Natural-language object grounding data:
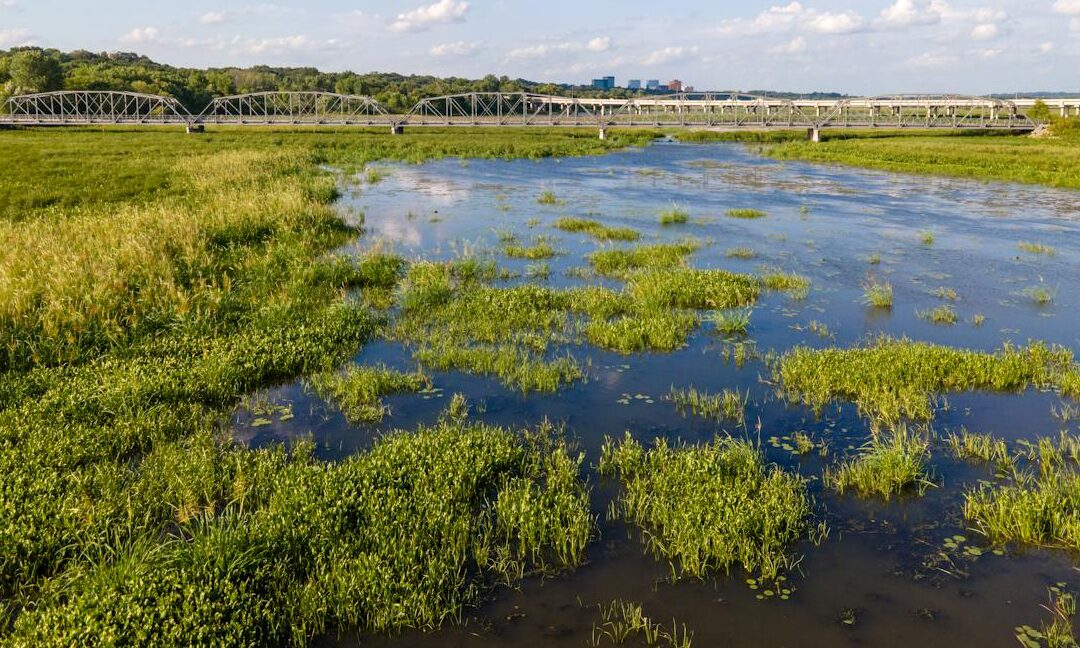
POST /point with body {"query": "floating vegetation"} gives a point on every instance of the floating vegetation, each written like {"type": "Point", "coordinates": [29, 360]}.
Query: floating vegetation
{"type": "Point", "coordinates": [675, 215]}
{"type": "Point", "coordinates": [622, 621]}
{"type": "Point", "coordinates": [709, 508]}
{"type": "Point", "coordinates": [796, 285]}
{"type": "Point", "coordinates": [891, 379]}
{"type": "Point", "coordinates": [891, 463]}
{"type": "Point", "coordinates": [745, 214]}
{"type": "Point", "coordinates": [942, 315]}
{"type": "Point", "coordinates": [946, 294]}
{"type": "Point", "coordinates": [728, 405]}
{"type": "Point", "coordinates": [878, 294]}
{"type": "Point", "coordinates": [1041, 294]}
{"type": "Point", "coordinates": [548, 198]}
{"type": "Point", "coordinates": [1058, 633]}
{"type": "Point", "coordinates": [732, 321]}
{"type": "Point", "coordinates": [1036, 248]}
{"type": "Point", "coordinates": [617, 262]}
{"type": "Point", "coordinates": [971, 446]}
{"type": "Point", "coordinates": [741, 253]}
{"type": "Point", "coordinates": [597, 230]}
{"type": "Point", "coordinates": [358, 390]}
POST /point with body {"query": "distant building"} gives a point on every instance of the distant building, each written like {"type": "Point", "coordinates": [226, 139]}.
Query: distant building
{"type": "Point", "coordinates": [605, 83]}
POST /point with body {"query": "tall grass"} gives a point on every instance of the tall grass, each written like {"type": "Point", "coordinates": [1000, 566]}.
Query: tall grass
{"type": "Point", "coordinates": [710, 508]}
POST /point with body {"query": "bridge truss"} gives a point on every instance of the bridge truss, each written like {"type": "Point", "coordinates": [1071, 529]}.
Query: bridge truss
{"type": "Point", "coordinates": [693, 110]}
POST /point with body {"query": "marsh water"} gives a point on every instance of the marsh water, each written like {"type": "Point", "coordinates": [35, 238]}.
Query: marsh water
{"type": "Point", "coordinates": [883, 577]}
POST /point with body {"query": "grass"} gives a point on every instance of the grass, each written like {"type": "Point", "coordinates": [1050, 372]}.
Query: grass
{"type": "Point", "coordinates": [728, 405]}
{"type": "Point", "coordinates": [878, 294]}
{"type": "Point", "coordinates": [732, 321]}
{"type": "Point", "coordinates": [1048, 161]}
{"type": "Point", "coordinates": [675, 215]}
{"type": "Point", "coordinates": [745, 214]}
{"type": "Point", "coordinates": [891, 464]}
{"type": "Point", "coordinates": [710, 508]}
{"type": "Point", "coordinates": [891, 379]}
{"type": "Point", "coordinates": [741, 253]}
{"type": "Point", "coordinates": [597, 230]}
{"type": "Point", "coordinates": [358, 390]}
{"type": "Point", "coordinates": [942, 315]}
{"type": "Point", "coordinates": [622, 621]}
{"type": "Point", "coordinates": [1040, 248]}
{"type": "Point", "coordinates": [149, 283]}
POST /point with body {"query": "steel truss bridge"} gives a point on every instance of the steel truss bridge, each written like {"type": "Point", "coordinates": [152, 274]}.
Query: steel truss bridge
{"type": "Point", "coordinates": [687, 110]}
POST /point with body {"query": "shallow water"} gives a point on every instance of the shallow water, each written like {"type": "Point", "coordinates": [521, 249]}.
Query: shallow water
{"type": "Point", "coordinates": [877, 566]}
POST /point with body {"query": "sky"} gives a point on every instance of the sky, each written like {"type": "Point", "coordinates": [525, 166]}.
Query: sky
{"type": "Point", "coordinates": [855, 46]}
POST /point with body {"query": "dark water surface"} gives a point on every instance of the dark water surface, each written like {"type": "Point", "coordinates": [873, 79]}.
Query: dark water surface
{"type": "Point", "coordinates": [882, 566]}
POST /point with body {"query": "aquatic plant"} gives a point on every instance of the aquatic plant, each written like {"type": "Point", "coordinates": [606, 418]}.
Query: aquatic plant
{"type": "Point", "coordinates": [891, 379]}
{"type": "Point", "coordinates": [675, 215]}
{"type": "Point", "coordinates": [359, 389]}
{"type": "Point", "coordinates": [709, 508]}
{"type": "Point", "coordinates": [891, 463]}
{"type": "Point", "coordinates": [622, 621]}
{"type": "Point", "coordinates": [942, 314]}
{"type": "Point", "coordinates": [877, 294]}
{"type": "Point", "coordinates": [597, 230]}
{"type": "Point", "coordinates": [745, 214]}
{"type": "Point", "coordinates": [728, 405]}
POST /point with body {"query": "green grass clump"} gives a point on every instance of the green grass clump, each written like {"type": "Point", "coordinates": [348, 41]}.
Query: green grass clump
{"type": "Point", "coordinates": [709, 508]}
{"type": "Point", "coordinates": [517, 367]}
{"type": "Point", "coordinates": [878, 294]}
{"type": "Point", "coordinates": [548, 198]}
{"type": "Point", "coordinates": [745, 214]}
{"type": "Point", "coordinates": [1036, 248]}
{"type": "Point", "coordinates": [732, 321]}
{"type": "Point", "coordinates": [741, 253]}
{"type": "Point", "coordinates": [699, 289]}
{"type": "Point", "coordinates": [675, 216]}
{"type": "Point", "coordinates": [942, 314]}
{"type": "Point", "coordinates": [891, 379]}
{"type": "Point", "coordinates": [971, 446]}
{"type": "Point", "coordinates": [728, 405]}
{"type": "Point", "coordinates": [618, 262]}
{"type": "Point", "coordinates": [597, 230]}
{"type": "Point", "coordinates": [892, 463]}
{"type": "Point", "coordinates": [358, 390]}
{"type": "Point", "coordinates": [786, 282]}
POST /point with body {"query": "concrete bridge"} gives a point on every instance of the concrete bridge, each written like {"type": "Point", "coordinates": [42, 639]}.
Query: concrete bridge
{"type": "Point", "coordinates": [727, 111]}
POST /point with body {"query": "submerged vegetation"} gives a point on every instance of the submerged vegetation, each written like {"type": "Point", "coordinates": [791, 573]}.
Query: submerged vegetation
{"type": "Point", "coordinates": [710, 508]}
{"type": "Point", "coordinates": [892, 379]}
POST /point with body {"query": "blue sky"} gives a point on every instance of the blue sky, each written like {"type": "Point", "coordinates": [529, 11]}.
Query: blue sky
{"type": "Point", "coordinates": [860, 46]}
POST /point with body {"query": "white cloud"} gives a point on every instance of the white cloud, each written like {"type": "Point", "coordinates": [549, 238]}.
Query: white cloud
{"type": "Point", "coordinates": [669, 55]}
{"type": "Point", "coordinates": [140, 35]}
{"type": "Point", "coordinates": [829, 23]}
{"type": "Point", "coordinates": [794, 46]}
{"type": "Point", "coordinates": [984, 31]}
{"type": "Point", "coordinates": [1067, 7]}
{"type": "Point", "coordinates": [14, 37]}
{"type": "Point", "coordinates": [458, 49]}
{"type": "Point", "coordinates": [906, 13]}
{"type": "Point", "coordinates": [601, 43]}
{"type": "Point", "coordinates": [422, 17]}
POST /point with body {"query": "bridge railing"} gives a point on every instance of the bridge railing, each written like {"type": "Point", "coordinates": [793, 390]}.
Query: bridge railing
{"type": "Point", "coordinates": [95, 107]}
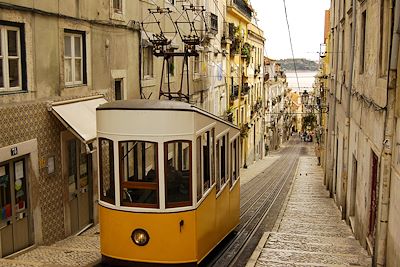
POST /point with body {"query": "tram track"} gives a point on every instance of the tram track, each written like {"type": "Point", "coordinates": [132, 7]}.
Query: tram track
{"type": "Point", "coordinates": [257, 199]}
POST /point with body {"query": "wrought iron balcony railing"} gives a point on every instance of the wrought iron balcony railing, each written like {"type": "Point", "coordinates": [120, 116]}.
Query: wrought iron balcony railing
{"type": "Point", "coordinates": [243, 7]}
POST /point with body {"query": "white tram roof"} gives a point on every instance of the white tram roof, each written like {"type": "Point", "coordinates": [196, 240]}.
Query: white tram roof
{"type": "Point", "coordinates": [158, 105]}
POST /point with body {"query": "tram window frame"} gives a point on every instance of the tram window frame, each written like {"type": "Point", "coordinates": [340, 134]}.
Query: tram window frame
{"type": "Point", "coordinates": [206, 161]}
{"type": "Point", "coordinates": [198, 169]}
{"type": "Point", "coordinates": [224, 160]}
{"type": "Point", "coordinates": [140, 173]}
{"type": "Point", "coordinates": [212, 156]}
{"type": "Point", "coordinates": [234, 162]}
{"type": "Point", "coordinates": [217, 166]}
{"type": "Point", "coordinates": [178, 169]}
{"type": "Point", "coordinates": [104, 196]}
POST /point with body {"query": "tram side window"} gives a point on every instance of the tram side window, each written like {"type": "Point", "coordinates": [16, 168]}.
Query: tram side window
{"type": "Point", "coordinates": [234, 162]}
{"type": "Point", "coordinates": [106, 164]}
{"type": "Point", "coordinates": [198, 168]}
{"type": "Point", "coordinates": [212, 155]}
{"type": "Point", "coordinates": [223, 160]}
{"type": "Point", "coordinates": [206, 160]}
{"type": "Point", "coordinates": [138, 171]}
{"type": "Point", "coordinates": [217, 163]}
{"type": "Point", "coordinates": [178, 173]}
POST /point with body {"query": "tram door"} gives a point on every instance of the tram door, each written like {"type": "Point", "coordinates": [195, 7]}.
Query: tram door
{"type": "Point", "coordinates": [77, 174]}
{"type": "Point", "coordinates": [14, 226]}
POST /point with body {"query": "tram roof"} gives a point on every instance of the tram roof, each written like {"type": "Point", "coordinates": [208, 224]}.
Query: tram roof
{"type": "Point", "coordinates": [147, 104]}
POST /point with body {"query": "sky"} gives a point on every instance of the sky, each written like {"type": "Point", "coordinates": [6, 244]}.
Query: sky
{"type": "Point", "coordinates": [306, 21]}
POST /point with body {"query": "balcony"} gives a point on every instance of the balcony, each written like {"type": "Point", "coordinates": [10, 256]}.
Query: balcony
{"type": "Point", "coordinates": [234, 93]}
{"type": "Point", "coordinates": [214, 23]}
{"type": "Point", "coordinates": [242, 7]}
{"type": "Point", "coordinates": [245, 89]}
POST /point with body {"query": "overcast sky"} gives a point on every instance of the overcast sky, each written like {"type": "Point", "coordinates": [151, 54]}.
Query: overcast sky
{"type": "Point", "coordinates": [306, 20]}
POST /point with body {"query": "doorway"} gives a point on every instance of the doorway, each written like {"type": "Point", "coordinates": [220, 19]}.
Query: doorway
{"type": "Point", "coordinates": [14, 202]}
{"type": "Point", "coordinates": [77, 172]}
{"type": "Point", "coordinates": [374, 195]}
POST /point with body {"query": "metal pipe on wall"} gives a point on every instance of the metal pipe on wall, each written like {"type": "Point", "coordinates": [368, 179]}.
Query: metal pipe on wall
{"type": "Point", "coordinates": [384, 190]}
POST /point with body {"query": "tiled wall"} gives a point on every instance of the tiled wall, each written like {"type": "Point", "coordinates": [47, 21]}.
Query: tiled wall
{"type": "Point", "coordinates": [22, 122]}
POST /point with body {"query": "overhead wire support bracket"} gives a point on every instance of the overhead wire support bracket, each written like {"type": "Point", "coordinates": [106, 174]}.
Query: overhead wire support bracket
{"type": "Point", "coordinates": [191, 16]}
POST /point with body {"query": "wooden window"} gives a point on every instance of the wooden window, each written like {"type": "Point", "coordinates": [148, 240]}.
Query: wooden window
{"type": "Point", "coordinates": [118, 90]}
{"type": "Point", "coordinates": [342, 49]}
{"type": "Point", "coordinates": [363, 41]}
{"type": "Point", "coordinates": [178, 173]}
{"type": "Point", "coordinates": [74, 58]}
{"type": "Point", "coordinates": [117, 6]}
{"type": "Point", "coordinates": [106, 165]}
{"type": "Point", "coordinates": [384, 37]}
{"type": "Point", "coordinates": [138, 171]}
{"type": "Point", "coordinates": [11, 59]}
{"type": "Point", "coordinates": [148, 62]}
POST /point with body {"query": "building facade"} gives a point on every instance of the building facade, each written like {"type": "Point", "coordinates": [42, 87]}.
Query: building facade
{"type": "Point", "coordinates": [362, 145]}
{"type": "Point", "coordinates": [61, 59]}
{"type": "Point", "coordinates": [278, 115]}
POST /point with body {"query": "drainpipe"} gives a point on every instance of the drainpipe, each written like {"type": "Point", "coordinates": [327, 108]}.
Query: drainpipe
{"type": "Point", "coordinates": [348, 111]}
{"type": "Point", "coordinates": [333, 137]}
{"type": "Point", "coordinates": [384, 190]}
{"type": "Point", "coordinates": [140, 51]}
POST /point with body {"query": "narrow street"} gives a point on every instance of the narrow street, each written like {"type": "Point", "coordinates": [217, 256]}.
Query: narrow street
{"type": "Point", "coordinates": [303, 230]}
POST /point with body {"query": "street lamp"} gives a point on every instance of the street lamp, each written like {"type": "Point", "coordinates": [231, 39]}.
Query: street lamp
{"type": "Point", "coordinates": [304, 97]}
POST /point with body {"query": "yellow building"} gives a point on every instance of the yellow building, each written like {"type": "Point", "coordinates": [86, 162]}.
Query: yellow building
{"type": "Point", "coordinates": [245, 45]}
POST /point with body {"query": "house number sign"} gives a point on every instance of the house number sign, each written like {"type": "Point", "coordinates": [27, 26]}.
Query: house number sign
{"type": "Point", "coordinates": [14, 151]}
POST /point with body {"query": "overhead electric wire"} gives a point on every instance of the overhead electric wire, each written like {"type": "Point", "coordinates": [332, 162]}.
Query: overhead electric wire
{"type": "Point", "coordinates": [291, 44]}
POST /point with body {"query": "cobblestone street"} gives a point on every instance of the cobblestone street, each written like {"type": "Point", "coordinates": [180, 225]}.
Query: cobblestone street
{"type": "Point", "coordinates": [80, 250]}
{"type": "Point", "coordinates": [310, 231]}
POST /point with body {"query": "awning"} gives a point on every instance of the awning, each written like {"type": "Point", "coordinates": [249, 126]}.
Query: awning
{"type": "Point", "coordinates": [79, 116]}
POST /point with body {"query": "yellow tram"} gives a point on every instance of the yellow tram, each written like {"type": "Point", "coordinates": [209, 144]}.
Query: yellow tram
{"type": "Point", "coordinates": [168, 180]}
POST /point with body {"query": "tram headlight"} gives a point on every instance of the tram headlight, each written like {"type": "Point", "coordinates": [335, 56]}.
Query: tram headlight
{"type": "Point", "coordinates": [140, 237]}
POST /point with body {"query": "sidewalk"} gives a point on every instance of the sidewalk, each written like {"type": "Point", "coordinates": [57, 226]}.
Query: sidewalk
{"type": "Point", "coordinates": [80, 250]}
{"type": "Point", "coordinates": [310, 231]}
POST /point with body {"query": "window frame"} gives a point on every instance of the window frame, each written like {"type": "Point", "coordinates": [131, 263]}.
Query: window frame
{"type": "Point", "coordinates": [363, 41]}
{"type": "Point", "coordinates": [138, 185]}
{"type": "Point", "coordinates": [22, 79]}
{"type": "Point", "coordinates": [119, 10]}
{"type": "Point", "coordinates": [112, 170]}
{"type": "Point", "coordinates": [73, 58]}
{"type": "Point", "coordinates": [182, 203]}
{"type": "Point", "coordinates": [145, 66]}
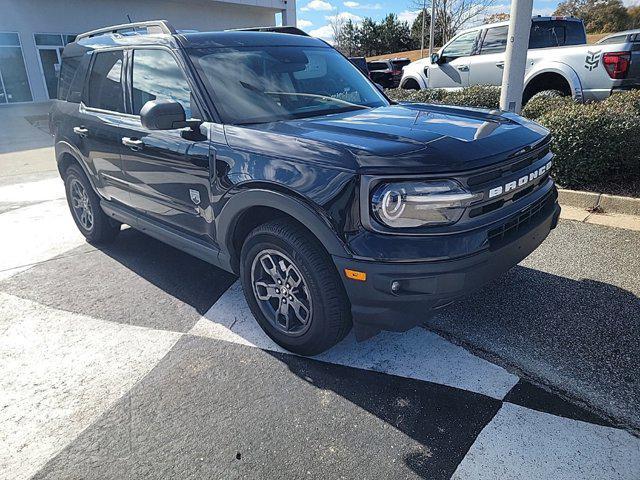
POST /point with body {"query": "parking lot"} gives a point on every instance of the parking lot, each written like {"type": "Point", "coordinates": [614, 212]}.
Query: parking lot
{"type": "Point", "coordinates": [136, 360]}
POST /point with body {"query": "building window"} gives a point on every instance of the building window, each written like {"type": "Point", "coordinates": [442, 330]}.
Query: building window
{"type": "Point", "coordinates": [14, 83]}
{"type": "Point", "coordinates": [50, 47]}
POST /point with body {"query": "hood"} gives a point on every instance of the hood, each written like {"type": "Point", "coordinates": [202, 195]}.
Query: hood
{"type": "Point", "coordinates": [397, 138]}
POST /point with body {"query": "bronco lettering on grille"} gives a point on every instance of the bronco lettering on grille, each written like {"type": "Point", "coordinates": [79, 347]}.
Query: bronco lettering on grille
{"type": "Point", "coordinates": [502, 189]}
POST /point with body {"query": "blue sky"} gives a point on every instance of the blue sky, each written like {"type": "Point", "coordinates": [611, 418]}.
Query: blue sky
{"type": "Point", "coordinates": [314, 15]}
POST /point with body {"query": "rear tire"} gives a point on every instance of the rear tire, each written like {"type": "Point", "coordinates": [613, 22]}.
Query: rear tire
{"type": "Point", "coordinates": [85, 208]}
{"type": "Point", "coordinates": [293, 288]}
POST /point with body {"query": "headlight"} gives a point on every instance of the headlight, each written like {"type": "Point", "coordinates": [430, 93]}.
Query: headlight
{"type": "Point", "coordinates": [417, 204]}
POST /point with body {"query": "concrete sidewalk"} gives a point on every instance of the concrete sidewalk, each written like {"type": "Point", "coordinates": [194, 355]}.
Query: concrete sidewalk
{"type": "Point", "coordinates": [26, 148]}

*Work to complete*. After dropping the pictures, reproduce exactly the lines from the first line of the entries through the line containing "of the distant", both included.

*Output for this task*.
POST /point with body {"query": "floating vegetation"} gives a point on every instance of the floating vegetation, each written like {"type": "Point", "coordinates": [29, 360]}.
Query: floating vegetation
{"type": "Point", "coordinates": [675, 215]}
{"type": "Point", "coordinates": [622, 621]}
{"type": "Point", "coordinates": [709, 508]}
{"type": "Point", "coordinates": [796, 285]}
{"type": "Point", "coordinates": [891, 379]}
{"type": "Point", "coordinates": [891, 463]}
{"type": "Point", "coordinates": [745, 214]}
{"type": "Point", "coordinates": [942, 315]}
{"type": "Point", "coordinates": [946, 294]}
{"type": "Point", "coordinates": [728, 405]}
{"type": "Point", "coordinates": [878, 294]}
{"type": "Point", "coordinates": [1041, 294]}
{"type": "Point", "coordinates": [548, 198]}
{"type": "Point", "coordinates": [1058, 633]}
{"type": "Point", "coordinates": [732, 321]}
{"type": "Point", "coordinates": [1036, 248]}
{"type": "Point", "coordinates": [617, 262]}
{"type": "Point", "coordinates": [971, 446]}
{"type": "Point", "coordinates": [741, 253]}
{"type": "Point", "coordinates": [597, 230]}
{"type": "Point", "coordinates": [358, 390]}
POST /point with body {"query": "distant building"} gives a point on every instance of the distant building, each written like {"type": "Point", "coordinates": [226, 139]}.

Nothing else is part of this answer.